** SHORT EXERCISE 1 **
In the chapter outline on the Great Depression and the New Deal, what illness struck FDR in 1921?

··· DOCUMENT SEGMENT

Chapter 36 (11th)

The Great Depression and the New Deal

I. FDR: A Politician in a Wheelchair

  1. In 1932, voters still had not seen any economic improvement, and they wanted a new president.
  2. President Herbert Hoover was nominated again without much vigor and true enthusiasm, and he campaigned saying that his policies prevented the Great Depression from being worse than it was.
  3. The Democrats nominated Franklin Delano Roosevelt, a tall, handsome man who was the fifth cousin of famous Theodore Roosevelt and had followed in his footsteps.
    • FDR was suave and conciliatory while TR was pugnacious and confrontational.
    • FDR had been stricken with polio in 1921, and during this time, his wife, Eleanor, became his political partner.
      • Eleanor was to become the most active First Lady ever.
    • Franklin also lost a friend in 1932 when he and Al Smith both sought the Democratic nomination.

II. Presidential Hopefuls of 1932

  1. In the campaign, Roosevelt seized the opportunity to prove that he was not an invalid, and his campaign also featured an attack on Hoover’s spending (ironically, he would spend even more during his term).
  2. The Democrats found expression in the airy tune “Happy Days Are Here Again,” and clearly, the Democrats had the advantage in this race.

······
··· SUPPLIED ENTRIES

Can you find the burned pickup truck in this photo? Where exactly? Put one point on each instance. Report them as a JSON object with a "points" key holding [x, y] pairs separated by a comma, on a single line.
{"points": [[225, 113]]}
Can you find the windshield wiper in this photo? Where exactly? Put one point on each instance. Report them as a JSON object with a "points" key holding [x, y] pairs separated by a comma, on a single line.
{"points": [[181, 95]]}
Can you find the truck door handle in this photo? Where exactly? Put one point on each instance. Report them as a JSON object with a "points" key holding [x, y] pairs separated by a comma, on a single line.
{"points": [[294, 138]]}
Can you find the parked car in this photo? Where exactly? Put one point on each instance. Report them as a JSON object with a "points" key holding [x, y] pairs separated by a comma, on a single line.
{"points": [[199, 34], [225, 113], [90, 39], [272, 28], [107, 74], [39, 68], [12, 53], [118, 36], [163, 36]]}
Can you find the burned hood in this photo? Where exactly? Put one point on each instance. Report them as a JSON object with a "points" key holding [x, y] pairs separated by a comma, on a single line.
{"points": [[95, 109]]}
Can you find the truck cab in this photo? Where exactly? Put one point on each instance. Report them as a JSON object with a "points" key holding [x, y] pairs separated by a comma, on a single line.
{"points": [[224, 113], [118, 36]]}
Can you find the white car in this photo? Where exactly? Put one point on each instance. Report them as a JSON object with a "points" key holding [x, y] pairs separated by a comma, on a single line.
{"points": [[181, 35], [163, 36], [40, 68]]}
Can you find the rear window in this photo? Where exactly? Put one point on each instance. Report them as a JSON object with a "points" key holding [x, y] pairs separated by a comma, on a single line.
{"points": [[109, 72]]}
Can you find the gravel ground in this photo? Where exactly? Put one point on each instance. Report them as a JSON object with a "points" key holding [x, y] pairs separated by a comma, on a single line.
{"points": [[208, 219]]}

······

** SHORT EXERCISE 2 **
Rescale the records from the line containing "Can you find the truck cab" through the end of the records. Write out each of those lines again, requests included, with every point coordinate in the answers multiplied by 0.8 and rounded to a whole number, halves rounding up.

** CORRECT RESPONSE 1 **
Polio

** CORRECT RESPONSE 2 **
Can you find the truck cab in this photo? Where exactly? Put one point on each instance. Report them as a JSON object with a "points" key holding [x, y] pairs separated by a comma, on a single line.
{"points": [[179, 90], [94, 29]]}
Can you find the white car in this photo? Where exactly? Put one point on each instance. Report them as a JSON object with a "points" key holding [x, y] pairs separated by a comma, on a single line.
{"points": [[145, 28], [130, 29], [32, 54]]}
Can you find the rear window in this photo? Where exactly? Put one point on each instance. Report them as a JSON object with a "points" key holding [x, y] pairs separated by a comma, on a single line.
{"points": [[87, 58]]}
Can you find the gravel ground in this photo? Where exactly? Put one point on each instance. Report them as a JSON object with a "points" key holding [x, y] pairs separated by a comma, on a single line.
{"points": [[166, 175]]}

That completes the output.